• **OBJECTIVES**:
1: In the news report on Vancity's grant to Reconciliation Canada, on what date is Karen Joseph holding her "partners table"?
2: Write the next few sentences of the news report on Vancity's grant to Reconciliation Canada, picking up after its last sentence.

• **SOURCE**:
..........

Vancouver-based credit union Vancity has granted $500,000 to Reconciliation Canada to help the aboriginal-led organization kick off a fund-raising campaign aimed at corporate B.C.

"Vancity has given us $500,000 to get started," Reconciliation Canada executive director Karen Joseph told Business in Vancouver November 21.

Joseph is organizing what she calls a "partners table" on December 5. The event will include representatives from non-profit associations, corporations, governments and others and will aim to encourage new funding to boost public awareness of the history of aboriginal people, including the institution of residential schools.

Those schools were established in the late 1800s partly to educate aboriginal youth and ensure English fluency but, as Prime Minister Stephen Harper noted in 2008, the schools were a "sad chapter in our history" that intended to "kill the Indian in the child."

..........

• **RAW DATA**:
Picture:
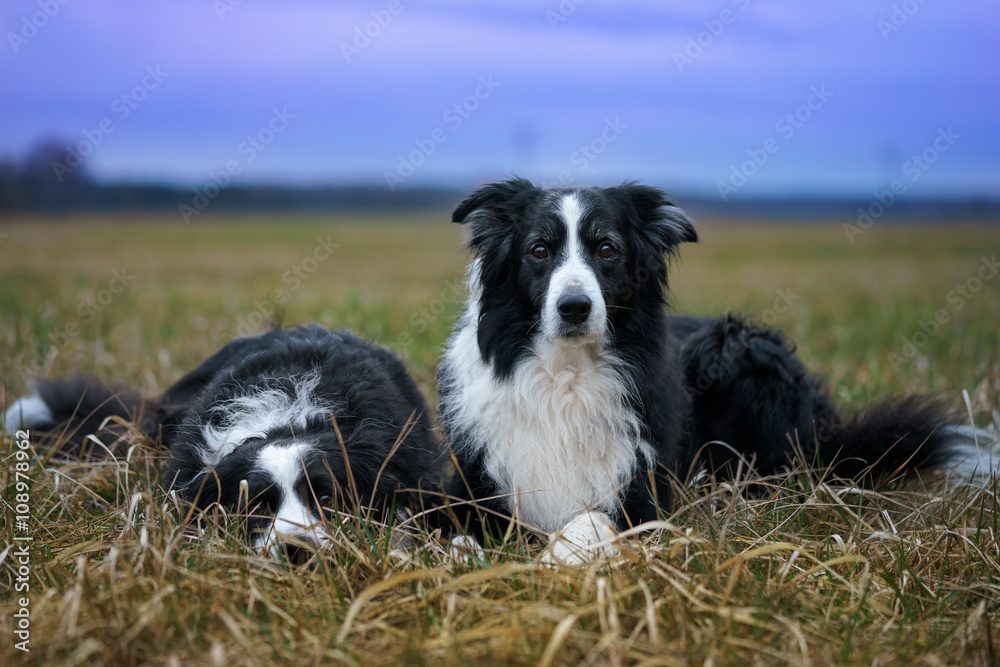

..........

• **EXPECTED ANSWERS**:
1: December 5

2:
Joseph said that her organization aims to "move beyond sorry" and foster resilience in the aboriginal community.

On September 19 through 21, 2013, Vancouver will be the host city for a major Canada's National Truth and Reconciliation Commission (TRC) event. The nine months leading up to this event is an opportunity to engage all Canadians in the reconciliation process, Joseph said.

Reconciliation Canada will be doing this through public education, community engagement and a series of events, including a Canoe Gathering, a Walk for Reconciliation in downtown Vancouver and a Closing Ceremony at BC Place on September 22, 2013.